- [EXERCISE REQUIREMENTS]: Render every line of the records below as a Markdown table with the columns "Row" and "Line", holding a row number and the line's text. Skip blank lines and leave the pictures out.
-=-=-=-=-
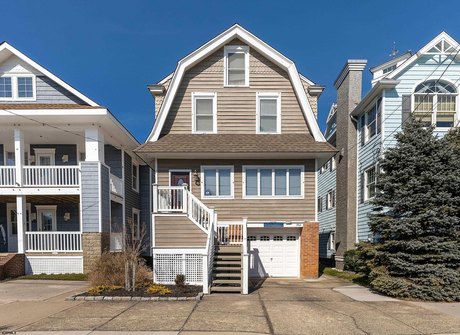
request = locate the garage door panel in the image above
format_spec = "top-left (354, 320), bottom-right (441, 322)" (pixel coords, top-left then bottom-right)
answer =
top-left (248, 229), bottom-right (300, 277)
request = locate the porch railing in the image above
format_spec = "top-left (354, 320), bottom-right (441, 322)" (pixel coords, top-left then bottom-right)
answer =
top-left (24, 166), bottom-right (80, 186)
top-left (25, 231), bottom-right (82, 252)
top-left (217, 223), bottom-right (244, 244)
top-left (0, 166), bottom-right (16, 186)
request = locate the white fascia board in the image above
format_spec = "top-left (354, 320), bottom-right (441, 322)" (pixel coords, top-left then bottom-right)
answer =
-=-=-=-=-
- [OUTPUT OF THE TASK]:
| Row | Line |
|---|---|
| 1 | request = locate the garage door panel in the image above |
| 2 | format_spec = "top-left (354, 320), bottom-right (441, 322)" (pixel coords, top-left then bottom-right) |
| 3 | answer = |
| 4 | top-left (248, 229), bottom-right (300, 277) |
| 5 | request = locate the porch railing in the image above |
| 6 | format_spec = "top-left (354, 320), bottom-right (441, 322)" (pixel coords, top-left then bottom-right) |
| 7 | answer = |
| 8 | top-left (24, 166), bottom-right (80, 186) |
| 9 | top-left (25, 231), bottom-right (82, 252) |
| 10 | top-left (217, 223), bottom-right (244, 244) |
| 11 | top-left (0, 166), bottom-right (16, 186) |
| 12 | request = locate the white fascia board in the image above |
| 13 | format_spec = "top-left (354, 320), bottom-right (441, 322)" (pixel coords, top-left then bottom-right) |
| 14 | answer = |